REQUIRED WORK ▸
**a)** Answer these questions using the essay on rethinking hope:
(i) According to the friend, what are we all if we don't hope?
(ii) What does the writer say they are too much of, or so they tell themselves?
(iii) Whose translation of the Tao Te Ching did the writer come across?
**b)** Carry the essay on rethinking hope forward from its final sentence.

GIVEN TEXT ▸
Why We Should Rethink the Meaning of Hope

“You have to hope. Otherwise, we’re all walking dead,” she always tells me.

“But I fear hope as it raises my expectations,” I say.

“What is life without hope,” she continues.

My good friend’s blind faith doesn’t convince me. With that philosophy, I’ve seen her crash and burn several times. Yet, she follows her intuition and presses on the accelerator in such an open, trusting way that she inevitably hits many proverbial brick walls.

But on the other hand, she recovers quickly enough to find new hope somewhere else. She is always full of energy, optimistic and the life of any room. I know she is motivated by the same optimistic mindset, but I can’t buy into it.

I’m too much of a realist, or so I tell myself. Unfortunately, I see holes in any ‘hopeful’ argument a mile off and end up not trusting enough to ensure that, more often than not, I’m not getting into inaction.

Recently, I came across the Tao Te Ching as translated by Stephen Mitchell — which Lao Tzu wrote in the 6th century BC, roughly 2500 years ago.

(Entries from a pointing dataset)
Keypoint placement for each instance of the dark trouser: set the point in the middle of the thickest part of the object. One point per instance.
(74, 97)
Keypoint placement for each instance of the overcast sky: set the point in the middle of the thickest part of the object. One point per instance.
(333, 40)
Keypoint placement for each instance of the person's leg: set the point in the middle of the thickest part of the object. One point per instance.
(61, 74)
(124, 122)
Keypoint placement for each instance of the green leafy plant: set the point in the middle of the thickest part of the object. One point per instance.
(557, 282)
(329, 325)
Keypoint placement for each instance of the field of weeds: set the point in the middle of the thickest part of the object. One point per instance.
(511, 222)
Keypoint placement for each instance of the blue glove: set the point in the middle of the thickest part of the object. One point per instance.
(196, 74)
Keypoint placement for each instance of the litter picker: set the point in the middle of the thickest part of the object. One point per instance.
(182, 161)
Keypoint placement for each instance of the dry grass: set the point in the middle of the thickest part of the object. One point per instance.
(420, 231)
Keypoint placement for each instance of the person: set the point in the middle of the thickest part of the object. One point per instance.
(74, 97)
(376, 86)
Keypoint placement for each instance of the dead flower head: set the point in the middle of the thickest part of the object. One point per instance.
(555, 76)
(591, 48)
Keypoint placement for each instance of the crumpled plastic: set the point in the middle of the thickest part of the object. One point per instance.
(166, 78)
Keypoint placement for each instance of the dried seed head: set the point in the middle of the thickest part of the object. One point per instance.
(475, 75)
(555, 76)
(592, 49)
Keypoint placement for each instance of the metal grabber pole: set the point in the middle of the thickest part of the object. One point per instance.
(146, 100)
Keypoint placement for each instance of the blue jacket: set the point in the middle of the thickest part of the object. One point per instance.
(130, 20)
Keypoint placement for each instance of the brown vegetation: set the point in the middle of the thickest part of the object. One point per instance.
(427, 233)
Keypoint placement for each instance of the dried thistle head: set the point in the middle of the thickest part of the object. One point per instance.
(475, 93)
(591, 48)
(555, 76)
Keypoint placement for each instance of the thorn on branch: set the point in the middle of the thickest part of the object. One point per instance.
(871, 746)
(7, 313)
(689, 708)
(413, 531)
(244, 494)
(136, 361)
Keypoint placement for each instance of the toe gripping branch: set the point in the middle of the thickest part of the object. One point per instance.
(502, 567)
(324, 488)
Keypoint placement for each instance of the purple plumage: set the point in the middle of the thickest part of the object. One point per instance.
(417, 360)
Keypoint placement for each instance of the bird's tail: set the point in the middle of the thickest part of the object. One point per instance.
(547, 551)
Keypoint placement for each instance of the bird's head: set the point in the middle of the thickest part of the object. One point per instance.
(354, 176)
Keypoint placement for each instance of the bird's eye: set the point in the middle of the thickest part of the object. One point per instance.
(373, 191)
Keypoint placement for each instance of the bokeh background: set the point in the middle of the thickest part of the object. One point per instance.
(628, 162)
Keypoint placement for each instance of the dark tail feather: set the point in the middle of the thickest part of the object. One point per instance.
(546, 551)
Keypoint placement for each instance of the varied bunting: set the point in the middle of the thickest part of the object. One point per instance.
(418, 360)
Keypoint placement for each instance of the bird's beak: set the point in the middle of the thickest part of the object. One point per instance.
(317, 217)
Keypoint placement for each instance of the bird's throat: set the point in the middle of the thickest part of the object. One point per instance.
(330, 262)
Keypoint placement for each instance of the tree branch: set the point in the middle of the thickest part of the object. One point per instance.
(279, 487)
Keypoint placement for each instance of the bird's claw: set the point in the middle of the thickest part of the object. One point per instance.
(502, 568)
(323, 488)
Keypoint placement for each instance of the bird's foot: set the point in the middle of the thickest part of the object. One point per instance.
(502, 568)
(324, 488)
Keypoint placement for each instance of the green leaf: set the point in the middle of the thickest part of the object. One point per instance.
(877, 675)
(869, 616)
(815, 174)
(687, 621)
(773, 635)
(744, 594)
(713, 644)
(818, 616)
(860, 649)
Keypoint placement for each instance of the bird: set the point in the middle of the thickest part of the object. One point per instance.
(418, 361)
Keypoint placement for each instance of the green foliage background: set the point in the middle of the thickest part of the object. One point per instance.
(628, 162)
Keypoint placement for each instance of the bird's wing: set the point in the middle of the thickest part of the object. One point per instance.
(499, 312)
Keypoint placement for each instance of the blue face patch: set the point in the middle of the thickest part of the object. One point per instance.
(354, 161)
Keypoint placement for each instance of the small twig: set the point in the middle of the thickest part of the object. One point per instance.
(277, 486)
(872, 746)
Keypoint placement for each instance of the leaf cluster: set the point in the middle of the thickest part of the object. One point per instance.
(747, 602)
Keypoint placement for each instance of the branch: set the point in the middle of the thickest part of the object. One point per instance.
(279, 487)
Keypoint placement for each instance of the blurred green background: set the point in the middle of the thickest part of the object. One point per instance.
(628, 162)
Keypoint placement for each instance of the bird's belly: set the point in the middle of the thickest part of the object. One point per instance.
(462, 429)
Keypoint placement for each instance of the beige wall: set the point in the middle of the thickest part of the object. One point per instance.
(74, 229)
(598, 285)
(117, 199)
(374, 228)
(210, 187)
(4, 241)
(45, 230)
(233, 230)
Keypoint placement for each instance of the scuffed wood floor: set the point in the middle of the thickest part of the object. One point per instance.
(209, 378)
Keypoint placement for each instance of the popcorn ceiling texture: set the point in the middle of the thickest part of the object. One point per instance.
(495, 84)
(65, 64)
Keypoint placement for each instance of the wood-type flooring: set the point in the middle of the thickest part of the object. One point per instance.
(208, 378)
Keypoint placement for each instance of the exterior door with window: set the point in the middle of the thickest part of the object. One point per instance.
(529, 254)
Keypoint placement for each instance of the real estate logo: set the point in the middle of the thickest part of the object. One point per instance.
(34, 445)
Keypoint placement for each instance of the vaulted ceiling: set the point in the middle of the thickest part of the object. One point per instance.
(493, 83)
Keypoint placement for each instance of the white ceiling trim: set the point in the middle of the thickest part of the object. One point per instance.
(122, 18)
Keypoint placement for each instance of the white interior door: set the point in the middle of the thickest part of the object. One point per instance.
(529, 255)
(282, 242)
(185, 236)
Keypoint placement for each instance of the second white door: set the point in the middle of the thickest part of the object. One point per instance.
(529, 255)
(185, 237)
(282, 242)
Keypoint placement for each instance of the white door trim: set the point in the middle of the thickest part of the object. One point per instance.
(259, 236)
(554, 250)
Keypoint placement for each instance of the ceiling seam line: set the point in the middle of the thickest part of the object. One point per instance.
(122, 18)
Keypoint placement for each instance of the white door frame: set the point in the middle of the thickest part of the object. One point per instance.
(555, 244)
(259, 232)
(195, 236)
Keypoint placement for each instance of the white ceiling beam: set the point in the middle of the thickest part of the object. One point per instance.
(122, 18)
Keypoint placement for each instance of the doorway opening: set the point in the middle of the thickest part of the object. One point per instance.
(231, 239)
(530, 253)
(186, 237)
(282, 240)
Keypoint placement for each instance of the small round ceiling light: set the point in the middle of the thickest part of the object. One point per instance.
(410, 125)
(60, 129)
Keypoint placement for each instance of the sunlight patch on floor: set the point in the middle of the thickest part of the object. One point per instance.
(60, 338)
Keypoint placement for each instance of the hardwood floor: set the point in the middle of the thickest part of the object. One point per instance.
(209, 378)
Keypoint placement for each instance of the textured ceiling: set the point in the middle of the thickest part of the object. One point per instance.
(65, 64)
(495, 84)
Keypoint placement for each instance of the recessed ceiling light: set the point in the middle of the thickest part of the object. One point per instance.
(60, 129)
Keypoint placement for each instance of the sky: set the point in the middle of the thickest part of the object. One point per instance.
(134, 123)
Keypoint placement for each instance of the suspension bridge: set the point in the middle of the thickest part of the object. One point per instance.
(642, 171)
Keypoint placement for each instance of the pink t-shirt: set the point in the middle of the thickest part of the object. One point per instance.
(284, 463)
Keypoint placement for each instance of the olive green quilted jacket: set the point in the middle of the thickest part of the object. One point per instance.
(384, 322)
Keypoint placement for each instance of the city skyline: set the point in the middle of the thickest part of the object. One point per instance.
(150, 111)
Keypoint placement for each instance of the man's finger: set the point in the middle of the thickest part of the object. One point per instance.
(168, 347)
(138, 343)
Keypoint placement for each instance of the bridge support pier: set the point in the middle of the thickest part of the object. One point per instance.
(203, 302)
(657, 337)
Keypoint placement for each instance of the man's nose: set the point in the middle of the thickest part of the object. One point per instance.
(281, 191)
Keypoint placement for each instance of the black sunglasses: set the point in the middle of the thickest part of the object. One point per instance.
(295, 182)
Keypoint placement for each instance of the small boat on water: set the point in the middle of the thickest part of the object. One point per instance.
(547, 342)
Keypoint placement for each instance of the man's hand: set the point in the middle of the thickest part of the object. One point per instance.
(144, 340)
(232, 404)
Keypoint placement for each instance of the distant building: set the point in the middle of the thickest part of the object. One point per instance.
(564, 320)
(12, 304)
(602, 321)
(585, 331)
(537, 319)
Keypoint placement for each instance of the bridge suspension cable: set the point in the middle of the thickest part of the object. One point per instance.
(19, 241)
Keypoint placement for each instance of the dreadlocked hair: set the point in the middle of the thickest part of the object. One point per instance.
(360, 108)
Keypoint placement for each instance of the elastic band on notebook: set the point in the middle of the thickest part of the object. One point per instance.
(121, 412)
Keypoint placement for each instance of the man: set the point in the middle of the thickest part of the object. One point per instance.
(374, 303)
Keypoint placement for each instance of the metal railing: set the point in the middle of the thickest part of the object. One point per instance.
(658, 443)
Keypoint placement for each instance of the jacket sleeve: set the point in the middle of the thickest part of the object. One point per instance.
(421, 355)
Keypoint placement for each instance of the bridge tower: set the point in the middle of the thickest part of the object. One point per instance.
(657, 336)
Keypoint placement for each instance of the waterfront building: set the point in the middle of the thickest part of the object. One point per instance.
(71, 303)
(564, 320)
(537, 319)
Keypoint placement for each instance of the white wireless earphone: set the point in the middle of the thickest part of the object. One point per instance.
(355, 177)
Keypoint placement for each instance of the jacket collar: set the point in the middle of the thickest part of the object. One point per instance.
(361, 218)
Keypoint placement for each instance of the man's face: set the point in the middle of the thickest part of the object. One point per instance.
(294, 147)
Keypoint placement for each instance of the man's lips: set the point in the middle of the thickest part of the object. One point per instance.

RESPONSES TO THE EXERCISE ▸
**a)**
(i) We're all walking dead.
(ii) A realist.
(iii) Stephen Mitchell's.

**b)**
An interesting passage from chapter 13 on ‘hope’ immediately captivated me.

Success is as dangerous as failure.

Hope is as hollow as fear.

What does it mean that success is as dangerous as failure?

Whether you go up the ladder or down it,

your position is shaky.

When you stand with your two feet on the ground,

you will always keep your balance.

What does it mean that hope is as hollow as fear?

Hope and fear are both phantoms

that arise from thinking of the self.

When we don’t see the self as self,

what do we have to fear?

See the world as yourself.

Have Faith in the way things are.

Love the world as yourself;

then you can care for all things.

I paused on the sentence, “Hope is as hollow as fear”. I know it’s counterintuitive to equate hope and fear, but there is some truth to it.

Both fear and hope relate to our personal preference or aversion — our attachment to the way things should be. Hope refers to our imagination of how the future should look, while fear is of how it shouldn’t be.

Holding on to the two things — fear and hope — stops us from fully accepting the way things are. And when we are attached to outcomes, we create a form of suffering within us which ultimately robs us of enjoying the moment.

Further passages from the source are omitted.